• [Passage given]:
┄┄┄┄┄┄┄┄┄┄┄┄┄┄┄┄┄┄┄┄
In the context of analogue tape recording, noise reduction is desirable because, without it, tape simply doesn't have an adequate dynamic range unless very high tape speeds and wide track formats are used. In practical terms, this means that the level of background tape hiss (which is a nominally constant level), is likely to become obtrusive during quieter passages where the level of the recording isn't high enough to mask the hiss. Noise reduction systems provide an effective means of increasing the usable dynamic range by reducing the subjective level of tape hiss during quiet passages.
The forerunner to modern noise reduction was a system known as pre-emphasis/de-emphasis, which works by applying a high frequency (HF) boost to signals during recording, then applying an equal degree of HF cut during playback. In theory, this restores the programme material to its original state while applying top cut to any tape hiss that may be present. Due to the response of the human ear, and because successive octaves of sound each double in frequency range (and hence the energy level of white noise also doubles every octave), random noise is most noticeable at high frequencies, which means that pre-emphasis can bring about a worthwhile reduction in noise. The other reason that pre-emphasis works as well as it does is that in most naturally occurring sounds, the high frequency signal components are much lower in level than the low frequency components, so a significant amount of high frequency boost can be applied to a 'typical' signal before the high frequency level comes up to that of the low frequencies. If this were not the case, pre-emphasis would offer no advantages as any significant degree of HF boost would simply cause the signal to overload.
┄┄┄┄┄┄┄┄┄┄┄┄┄┄┄┄┄┄┄┄
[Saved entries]
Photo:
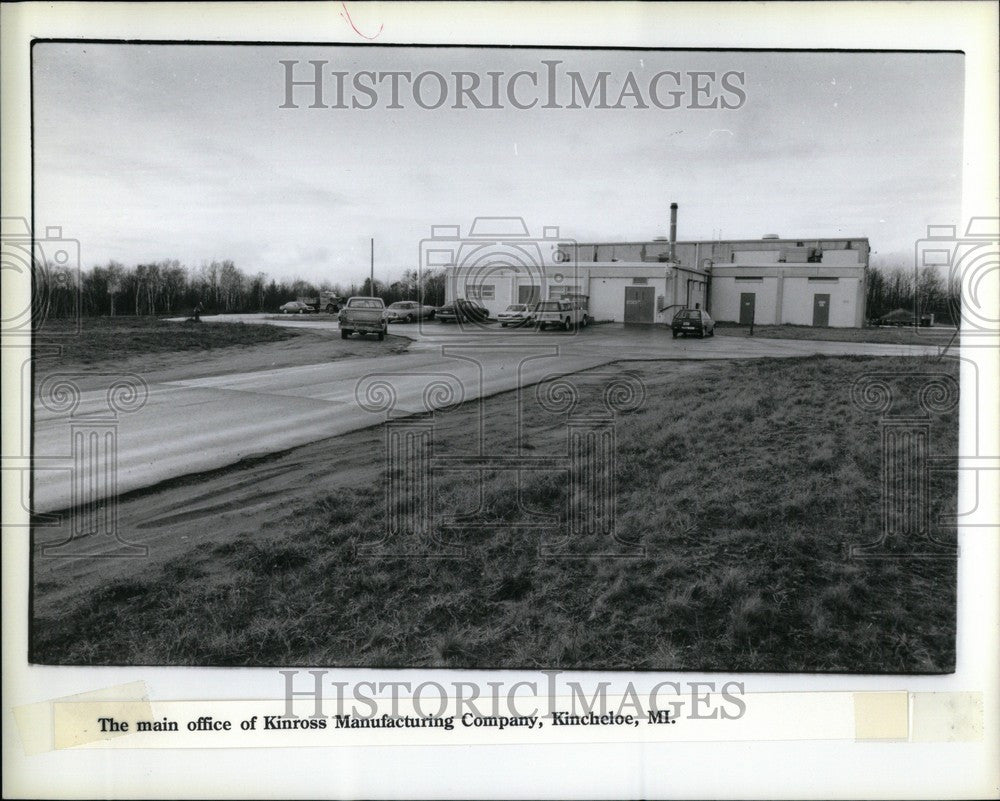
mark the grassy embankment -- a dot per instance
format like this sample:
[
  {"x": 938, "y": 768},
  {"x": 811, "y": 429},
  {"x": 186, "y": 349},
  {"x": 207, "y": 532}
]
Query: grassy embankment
[
  {"x": 745, "y": 482},
  {"x": 906, "y": 335},
  {"x": 110, "y": 339}
]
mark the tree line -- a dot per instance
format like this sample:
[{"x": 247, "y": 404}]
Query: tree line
[
  {"x": 169, "y": 287},
  {"x": 925, "y": 292}
]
┄┄┄┄┄┄┄┄┄┄┄┄┄┄┄┄┄┄┄┄
• [Instruction 1]: Quote the portion of the rows that opens with the line containing "mark the tree line -- a dot per instance" and runs through the end of the rows, including both ends.
• [Instruction 2]: Extend the passage on tape noise reduction, continuing from the point at which it stops.
These rows bear no relation to the passage on tape noise reduction.

• [Exercise result 1]:
mark the tree line -- a dot per instance
format like this sample:
[{"x": 247, "y": 404}]
Query: tree line
[
  {"x": 169, "y": 287},
  {"x": 925, "y": 292}
]

• [Exercise result 2]:
One thing that simple pre-emphasis illustrates very well is that noise reduction comes in two stages: (i) the encoding stage, which is applied during recording; (ii) the decoding stage, where the opposite treatment is applied during playback. This is very important, because if the noise reduction system isn't used both during recording and playback, the tonal balance of the programme material will be drastically affected.
Having dispensed with introductions, let's look at the commonly used systems and see how they differ.
Most Tascam Portastudios and some Tascam open-reel tape machines use the dbx system, which achieves very high levels of noise reduction by combining HF pre-emphasis with 2:1 compression across the full audio spectrum; on replay, a 1:2 expansion is engaged along with de-emphasis. Theoretically, dbx can achieve an impressive 30dB of noise reduction which means that even a cassette-based multitracker can rival a 16-bit digital recorder in terms of dynamic range. However, such a high degree of compression means that the replay signal must match the recorded signal very accurately, both in terms of level and frequency response, if decoding errors are to be avoided. Because of this restriction, two types of dbx system have evolved: Type 1 for professional use; Type 2 for domestic use, where some HF noise reduction is traded off against a greater tolerance of machine and tape accuracy. Type 2 is obviously the most suitable system for cassette machines, while Type 1 is better suited to open-reel recorders.
Because dbx applies full-band compression/ expansion, it is sometimes possible to hear hiss in the presence of low frequency sounds, where there is no high frequency content present to mask the hiss. For example, a mellow bass guitar played solo may be accompanied by a halo of noise which increases in level as the notes are played and decays as the notes decay. There is little that can be done about this other than to optimise your recording levels.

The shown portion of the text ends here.